Dataset content:
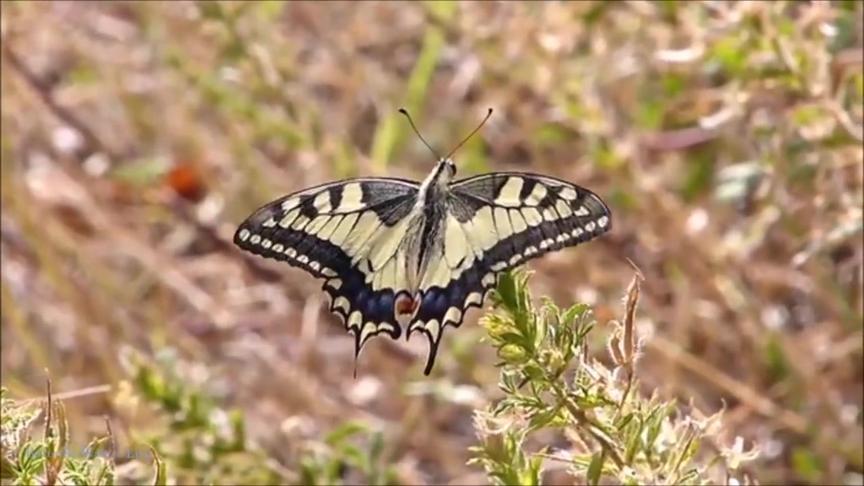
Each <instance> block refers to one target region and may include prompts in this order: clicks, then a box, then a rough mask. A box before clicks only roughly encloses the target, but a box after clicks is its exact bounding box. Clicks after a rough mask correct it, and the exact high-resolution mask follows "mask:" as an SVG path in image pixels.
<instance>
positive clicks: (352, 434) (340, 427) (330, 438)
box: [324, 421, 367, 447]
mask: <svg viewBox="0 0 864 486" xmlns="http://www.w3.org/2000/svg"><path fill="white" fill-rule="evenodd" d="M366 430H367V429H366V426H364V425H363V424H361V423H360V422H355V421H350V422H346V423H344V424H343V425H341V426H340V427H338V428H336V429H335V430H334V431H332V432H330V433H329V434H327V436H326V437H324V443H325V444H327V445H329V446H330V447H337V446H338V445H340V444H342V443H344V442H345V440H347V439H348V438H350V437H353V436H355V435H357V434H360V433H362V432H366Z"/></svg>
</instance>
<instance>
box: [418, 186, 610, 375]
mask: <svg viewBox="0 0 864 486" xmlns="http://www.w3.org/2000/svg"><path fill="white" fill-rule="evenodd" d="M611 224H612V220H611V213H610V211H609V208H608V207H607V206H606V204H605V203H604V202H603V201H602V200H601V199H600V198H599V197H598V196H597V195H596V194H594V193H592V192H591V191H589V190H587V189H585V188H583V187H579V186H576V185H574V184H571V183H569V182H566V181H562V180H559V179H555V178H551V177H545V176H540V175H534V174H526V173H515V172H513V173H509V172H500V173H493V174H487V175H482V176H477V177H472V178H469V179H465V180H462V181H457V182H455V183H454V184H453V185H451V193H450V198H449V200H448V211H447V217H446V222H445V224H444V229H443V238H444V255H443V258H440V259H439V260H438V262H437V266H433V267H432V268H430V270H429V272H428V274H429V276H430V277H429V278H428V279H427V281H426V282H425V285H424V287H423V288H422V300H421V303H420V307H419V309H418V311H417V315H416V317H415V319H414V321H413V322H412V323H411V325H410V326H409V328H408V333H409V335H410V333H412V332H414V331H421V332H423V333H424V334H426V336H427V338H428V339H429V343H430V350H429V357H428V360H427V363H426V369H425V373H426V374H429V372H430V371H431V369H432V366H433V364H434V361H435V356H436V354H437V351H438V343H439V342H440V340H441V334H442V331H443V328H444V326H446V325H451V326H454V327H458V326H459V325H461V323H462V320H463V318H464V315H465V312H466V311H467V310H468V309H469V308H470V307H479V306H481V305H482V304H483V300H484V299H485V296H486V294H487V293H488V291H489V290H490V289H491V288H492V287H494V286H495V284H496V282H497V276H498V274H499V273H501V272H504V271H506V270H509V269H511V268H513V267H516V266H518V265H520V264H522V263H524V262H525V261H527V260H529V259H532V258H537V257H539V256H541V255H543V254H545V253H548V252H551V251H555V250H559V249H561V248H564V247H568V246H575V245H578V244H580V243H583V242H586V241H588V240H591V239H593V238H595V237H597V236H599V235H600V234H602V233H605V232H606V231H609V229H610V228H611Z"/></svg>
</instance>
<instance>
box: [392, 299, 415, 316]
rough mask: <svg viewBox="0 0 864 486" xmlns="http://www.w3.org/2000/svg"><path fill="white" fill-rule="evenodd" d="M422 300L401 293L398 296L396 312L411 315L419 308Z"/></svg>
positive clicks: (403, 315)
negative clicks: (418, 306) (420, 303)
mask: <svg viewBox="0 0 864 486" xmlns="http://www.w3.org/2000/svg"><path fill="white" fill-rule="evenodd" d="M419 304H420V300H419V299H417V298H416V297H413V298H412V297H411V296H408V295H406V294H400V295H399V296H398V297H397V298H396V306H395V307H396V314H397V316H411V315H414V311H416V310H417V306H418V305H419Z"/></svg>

---

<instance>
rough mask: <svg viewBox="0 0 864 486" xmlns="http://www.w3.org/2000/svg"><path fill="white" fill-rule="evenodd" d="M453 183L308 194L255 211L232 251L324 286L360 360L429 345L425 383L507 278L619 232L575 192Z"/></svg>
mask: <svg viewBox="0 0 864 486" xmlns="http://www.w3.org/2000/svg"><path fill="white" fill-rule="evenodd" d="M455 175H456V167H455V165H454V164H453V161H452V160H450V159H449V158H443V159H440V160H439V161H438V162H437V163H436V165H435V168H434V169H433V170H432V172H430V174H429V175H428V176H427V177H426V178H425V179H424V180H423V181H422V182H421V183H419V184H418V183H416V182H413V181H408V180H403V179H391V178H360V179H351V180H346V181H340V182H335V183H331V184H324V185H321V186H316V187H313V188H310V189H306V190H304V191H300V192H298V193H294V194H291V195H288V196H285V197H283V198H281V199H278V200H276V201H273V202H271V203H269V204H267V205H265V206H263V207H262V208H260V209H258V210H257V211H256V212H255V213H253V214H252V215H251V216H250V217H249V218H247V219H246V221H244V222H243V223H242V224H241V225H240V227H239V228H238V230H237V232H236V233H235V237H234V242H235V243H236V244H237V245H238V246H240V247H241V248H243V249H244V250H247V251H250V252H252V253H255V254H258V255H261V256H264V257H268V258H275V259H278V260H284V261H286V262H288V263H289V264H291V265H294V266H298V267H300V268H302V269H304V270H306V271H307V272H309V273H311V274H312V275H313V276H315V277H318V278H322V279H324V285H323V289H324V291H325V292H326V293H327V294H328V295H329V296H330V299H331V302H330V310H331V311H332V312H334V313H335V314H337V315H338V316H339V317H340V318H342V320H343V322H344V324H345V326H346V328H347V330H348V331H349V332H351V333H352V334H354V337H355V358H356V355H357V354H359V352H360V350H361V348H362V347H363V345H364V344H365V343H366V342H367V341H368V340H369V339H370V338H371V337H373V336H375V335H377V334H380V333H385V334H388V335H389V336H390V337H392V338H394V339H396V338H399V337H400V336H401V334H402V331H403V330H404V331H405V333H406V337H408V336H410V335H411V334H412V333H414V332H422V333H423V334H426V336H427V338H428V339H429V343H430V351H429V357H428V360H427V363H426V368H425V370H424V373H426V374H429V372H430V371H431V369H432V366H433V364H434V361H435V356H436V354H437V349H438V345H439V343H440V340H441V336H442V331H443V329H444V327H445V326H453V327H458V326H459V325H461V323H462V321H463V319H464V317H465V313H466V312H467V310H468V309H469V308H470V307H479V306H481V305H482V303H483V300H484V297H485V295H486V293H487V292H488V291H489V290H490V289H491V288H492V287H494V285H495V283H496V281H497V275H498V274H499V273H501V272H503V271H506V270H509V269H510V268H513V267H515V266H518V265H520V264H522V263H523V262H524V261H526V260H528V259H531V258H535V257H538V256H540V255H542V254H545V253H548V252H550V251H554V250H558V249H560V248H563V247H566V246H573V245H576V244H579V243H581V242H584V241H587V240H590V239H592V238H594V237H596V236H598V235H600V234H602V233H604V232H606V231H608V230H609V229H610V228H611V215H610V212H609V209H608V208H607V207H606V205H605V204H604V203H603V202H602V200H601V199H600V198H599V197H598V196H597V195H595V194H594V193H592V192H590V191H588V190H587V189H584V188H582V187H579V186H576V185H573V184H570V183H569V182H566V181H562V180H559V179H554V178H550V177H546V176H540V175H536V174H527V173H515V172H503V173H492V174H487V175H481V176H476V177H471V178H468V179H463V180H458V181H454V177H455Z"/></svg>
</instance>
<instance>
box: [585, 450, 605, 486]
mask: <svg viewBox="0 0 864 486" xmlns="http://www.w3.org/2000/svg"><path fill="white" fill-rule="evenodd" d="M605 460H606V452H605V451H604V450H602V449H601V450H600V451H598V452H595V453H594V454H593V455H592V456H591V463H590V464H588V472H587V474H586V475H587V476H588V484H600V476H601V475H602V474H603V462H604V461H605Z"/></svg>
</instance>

What is needed:
Convert the lines above, starting at the line that contains "Each <instance> block" and ending at the line that contains "positive clicks: (352, 434)", into a JSON list of strings, one string per line. Include both end lines and omit blank lines.

Written solution:
[
  "Each <instance> block refers to one target region and may include prompts in this order: clicks, then a box, then a rough mask. A box before clicks only roughly encloses the target, but a box after clicks is its exact bounding box. Clicks after a rough mask correct it, and the exact high-resolution mask follows \"mask:\" as an SVG path in image pixels.",
  "<instance>",
  "positive clicks: (352, 434) (340, 427) (330, 438)"
]